## Текст:

══════

Окружающие шамхала в весьма малом количестве; их почти никого и нет. Некоторые старики, с которыми он любит [333] проводить время, приходят с ним совещаться и молиться. Законные сыновья его живут в своих уделах или в домах дядек своих; незаконные же дети служат в роде поверенных и употребляются в рассылки с различными поручениями, а также и на войне, где они в виде военачальников находятся при небольших толпах дурно вооруженных поселян, несмелых в бою и не схватывающихся никогда с неприятелем как следует. Беспорядки — главное свойство сего войска, неспособного ни к какому делу.

Доходы шамхала могли бы быть значительнее, судя по числу деревень в его владениях находящемуся; но жители не обременены налогами. Как он расходов совершенно почти никаких не имеет, то и владеет довольно великими сокровищами. Он одевается просто, ест пищу обыкновенную в земле его, наложниц берет без платы, и таким образом, довольствуясь произведениями земли, не издерживает ничего на роскошь и живет как простой Лезгин. Главные его доходы состоят в жалованьи, получаемом от нашего двора, что составляет 6000 р. сер. ежегодно. Откуп рыбной ловли, на устьях реки Сулака, доставляет ему от Астраханских промышленников до 17,000 рублей в год, и таможенные сборы с товаров следующих по дороге из Кизляра в Баку и обратно. Несправедливый налог сей на товары и до сих пор еще при Российском правлении позволяется ему; но сборщики при сем обогащаются больше шамхала, ибо не дают никаких отчетов во взимаемых ими деньгах и представляют ему что хотят. К сему присоединить штрафные деньги, им получаемые с провиняющихся, и сокровища оставленные ему предками. Он сливает серебро им получаемое в слитки по свойственному Азиятцам корыстолюбию, хранит слитки у себя в комнатах в сундуках, и считает себя совершенно счастливым, презирая все суеты и будучи доволен своим состоянием. Шамхал не умеет даже пользоваться доходами, которые бы могло ему доставлять в большом количестве озеро с солью, находящееся близ Тарков, южнее, в 8 или 10 верстах к берегу моря, из коего все жители Кавказских гор приходят брать соль. Она расходится из рук в руки до Черного моря, и без нее не могут существовать зимою многочисленные стада их овец. Он ничего не берет за сие.

══════

[Собранные записи данных]
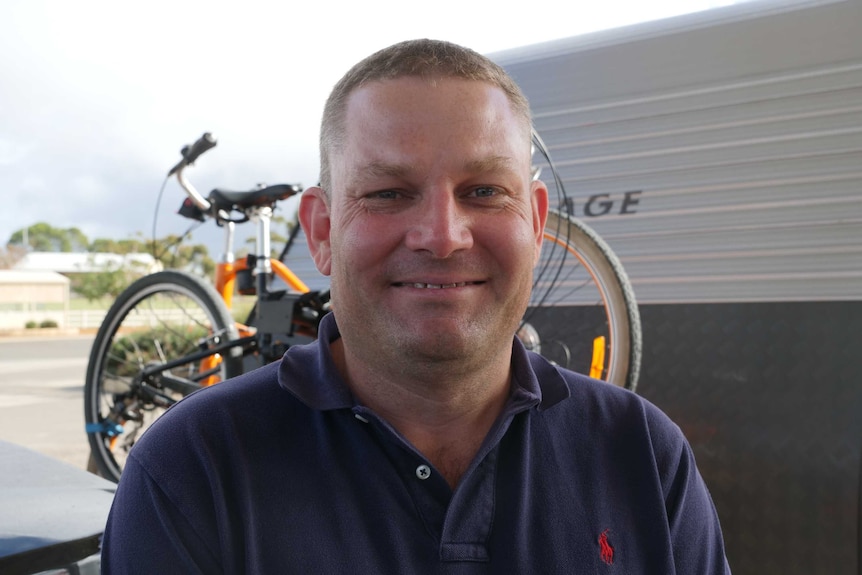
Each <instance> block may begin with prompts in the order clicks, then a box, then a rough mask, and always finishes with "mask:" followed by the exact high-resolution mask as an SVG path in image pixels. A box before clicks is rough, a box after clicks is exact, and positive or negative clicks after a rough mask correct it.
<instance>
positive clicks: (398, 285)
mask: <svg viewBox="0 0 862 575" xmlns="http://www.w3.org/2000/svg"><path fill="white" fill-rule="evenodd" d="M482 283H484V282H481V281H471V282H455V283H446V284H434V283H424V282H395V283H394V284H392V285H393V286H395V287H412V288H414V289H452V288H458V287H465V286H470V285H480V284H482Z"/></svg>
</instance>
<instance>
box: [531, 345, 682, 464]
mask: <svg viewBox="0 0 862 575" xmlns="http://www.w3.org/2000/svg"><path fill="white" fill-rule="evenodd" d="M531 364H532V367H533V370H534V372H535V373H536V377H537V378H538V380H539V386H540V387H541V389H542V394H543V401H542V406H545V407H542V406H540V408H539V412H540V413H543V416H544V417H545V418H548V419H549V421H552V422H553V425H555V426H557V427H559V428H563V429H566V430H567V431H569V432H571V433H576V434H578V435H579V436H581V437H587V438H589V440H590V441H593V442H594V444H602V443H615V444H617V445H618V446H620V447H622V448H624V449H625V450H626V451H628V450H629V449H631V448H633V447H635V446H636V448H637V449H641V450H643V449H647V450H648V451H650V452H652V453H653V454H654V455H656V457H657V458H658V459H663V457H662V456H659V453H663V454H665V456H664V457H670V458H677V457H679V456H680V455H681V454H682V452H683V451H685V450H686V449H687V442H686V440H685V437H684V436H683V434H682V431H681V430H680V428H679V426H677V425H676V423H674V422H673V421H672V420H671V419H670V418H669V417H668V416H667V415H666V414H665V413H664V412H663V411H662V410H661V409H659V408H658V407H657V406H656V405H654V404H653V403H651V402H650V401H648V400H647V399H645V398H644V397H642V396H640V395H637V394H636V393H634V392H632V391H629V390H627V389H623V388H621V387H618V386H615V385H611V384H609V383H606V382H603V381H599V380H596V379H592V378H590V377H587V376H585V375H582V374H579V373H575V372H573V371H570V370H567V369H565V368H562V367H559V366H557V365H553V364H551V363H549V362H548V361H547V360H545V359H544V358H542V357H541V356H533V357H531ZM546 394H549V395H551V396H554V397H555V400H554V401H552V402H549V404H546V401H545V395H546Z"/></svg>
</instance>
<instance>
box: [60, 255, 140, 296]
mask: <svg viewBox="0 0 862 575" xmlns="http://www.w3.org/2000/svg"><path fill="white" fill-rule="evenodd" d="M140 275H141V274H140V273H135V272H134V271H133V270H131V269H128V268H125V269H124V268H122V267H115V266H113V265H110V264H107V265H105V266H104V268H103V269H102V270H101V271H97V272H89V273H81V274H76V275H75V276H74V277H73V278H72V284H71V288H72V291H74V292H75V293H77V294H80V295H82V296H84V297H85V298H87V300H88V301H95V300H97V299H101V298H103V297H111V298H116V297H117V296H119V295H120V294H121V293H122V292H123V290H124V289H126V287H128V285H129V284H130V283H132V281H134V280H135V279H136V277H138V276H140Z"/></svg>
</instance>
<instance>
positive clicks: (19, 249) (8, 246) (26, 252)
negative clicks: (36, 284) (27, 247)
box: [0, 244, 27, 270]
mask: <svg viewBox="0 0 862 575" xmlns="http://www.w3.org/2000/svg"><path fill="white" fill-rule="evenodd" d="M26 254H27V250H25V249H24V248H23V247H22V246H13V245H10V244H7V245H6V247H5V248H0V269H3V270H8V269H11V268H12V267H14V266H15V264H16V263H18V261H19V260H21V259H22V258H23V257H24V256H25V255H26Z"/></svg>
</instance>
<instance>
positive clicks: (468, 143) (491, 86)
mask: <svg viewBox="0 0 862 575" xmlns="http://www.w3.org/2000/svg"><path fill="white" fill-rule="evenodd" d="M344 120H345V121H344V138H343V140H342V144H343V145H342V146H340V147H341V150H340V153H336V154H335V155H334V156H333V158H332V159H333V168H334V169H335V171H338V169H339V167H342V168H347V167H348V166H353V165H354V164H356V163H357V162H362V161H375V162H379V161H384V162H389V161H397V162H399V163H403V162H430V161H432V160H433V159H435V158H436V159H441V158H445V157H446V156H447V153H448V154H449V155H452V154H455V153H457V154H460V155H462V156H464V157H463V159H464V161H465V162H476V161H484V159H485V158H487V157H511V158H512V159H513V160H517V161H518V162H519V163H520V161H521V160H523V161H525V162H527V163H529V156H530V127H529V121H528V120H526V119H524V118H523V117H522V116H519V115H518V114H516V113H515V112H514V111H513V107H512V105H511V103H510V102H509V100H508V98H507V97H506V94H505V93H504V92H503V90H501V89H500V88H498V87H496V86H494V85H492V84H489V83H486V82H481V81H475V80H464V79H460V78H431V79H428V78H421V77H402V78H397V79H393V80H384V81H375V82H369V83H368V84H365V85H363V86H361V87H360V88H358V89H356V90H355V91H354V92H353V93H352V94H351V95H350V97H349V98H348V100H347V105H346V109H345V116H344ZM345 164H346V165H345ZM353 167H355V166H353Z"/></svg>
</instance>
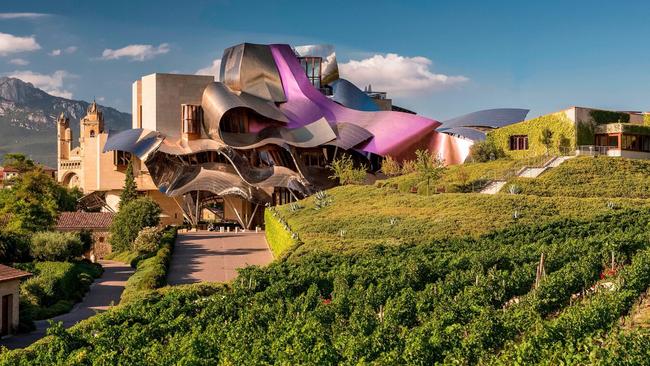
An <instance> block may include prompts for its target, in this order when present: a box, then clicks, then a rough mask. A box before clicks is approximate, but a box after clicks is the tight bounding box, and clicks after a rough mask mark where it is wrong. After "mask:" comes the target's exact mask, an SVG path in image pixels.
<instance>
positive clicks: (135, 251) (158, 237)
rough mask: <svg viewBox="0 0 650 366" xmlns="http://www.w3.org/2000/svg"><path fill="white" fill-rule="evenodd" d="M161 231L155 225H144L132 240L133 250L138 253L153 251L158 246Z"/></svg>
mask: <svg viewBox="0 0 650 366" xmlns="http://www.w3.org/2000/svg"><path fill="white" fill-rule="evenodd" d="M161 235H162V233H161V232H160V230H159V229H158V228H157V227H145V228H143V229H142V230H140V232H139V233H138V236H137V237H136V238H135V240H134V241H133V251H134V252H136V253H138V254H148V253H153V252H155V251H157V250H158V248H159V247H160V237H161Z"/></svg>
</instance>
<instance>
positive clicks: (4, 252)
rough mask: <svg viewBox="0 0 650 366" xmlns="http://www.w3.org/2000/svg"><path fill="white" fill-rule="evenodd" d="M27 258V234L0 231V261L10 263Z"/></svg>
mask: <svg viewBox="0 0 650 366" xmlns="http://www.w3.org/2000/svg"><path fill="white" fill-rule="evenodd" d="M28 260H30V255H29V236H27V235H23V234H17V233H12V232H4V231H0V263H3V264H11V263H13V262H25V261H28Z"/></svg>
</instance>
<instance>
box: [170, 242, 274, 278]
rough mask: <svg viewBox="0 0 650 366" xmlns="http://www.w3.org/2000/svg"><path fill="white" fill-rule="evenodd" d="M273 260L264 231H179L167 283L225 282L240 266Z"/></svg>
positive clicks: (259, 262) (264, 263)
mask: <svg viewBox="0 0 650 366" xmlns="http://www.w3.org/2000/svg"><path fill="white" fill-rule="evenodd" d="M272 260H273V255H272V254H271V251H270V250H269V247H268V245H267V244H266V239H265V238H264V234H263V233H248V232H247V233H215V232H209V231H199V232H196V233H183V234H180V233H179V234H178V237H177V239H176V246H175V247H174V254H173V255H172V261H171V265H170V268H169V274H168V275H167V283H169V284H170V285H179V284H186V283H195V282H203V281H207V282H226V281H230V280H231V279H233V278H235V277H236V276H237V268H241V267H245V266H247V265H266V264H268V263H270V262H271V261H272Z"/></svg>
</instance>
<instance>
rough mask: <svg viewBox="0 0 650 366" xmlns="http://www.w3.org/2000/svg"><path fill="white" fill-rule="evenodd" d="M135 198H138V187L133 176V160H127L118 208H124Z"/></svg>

══════

## Задание A:
Какое жалованье, согласно тексту о шамхале, он ежегодно получает от двора?
## Задание B:
Продолжите текст о шамхале, начав сразу после его последнего предложения.

## Место для ответа A:
6000 рублей серебром в год.

## Место для ответа B:
На Юг от шамхальства находится уцмейство или владение Каракайдакское, также прилежащее к морю, коего владетель уцмий, такой же как шамхал, не желая совершенно покориться Русским и принять войска наши, бежал в 1819 году из своих владений, скрылся в горах и воевал против нас. В прошлом году он [334] был убит изменническим образом, кажется племянником своим, оставшимся под нашим покровительством. Богатыми владениями уцмия управляет Русский начальник Куринского полка, расположенный ротою в селении Берекеях, в 25 или 30 верстах на Север от Дербента, по дороге в Тарки ведущей.

За сим владением следует Дербент, бывшее достояние Ших-Али-хана, бежавшего от нас во время похода Зубова в Персию. Он обладал почти всем Дагестаном как законный правитель, или влиянием на других владельцев и вольные общества. С тех пор он не переставал вредить нам, где только мог, н начальствовал в 1819 году собравшимся со всего Дагестана войском под Акушею, где и был разбит Алексеем Петровичем Ермоловым.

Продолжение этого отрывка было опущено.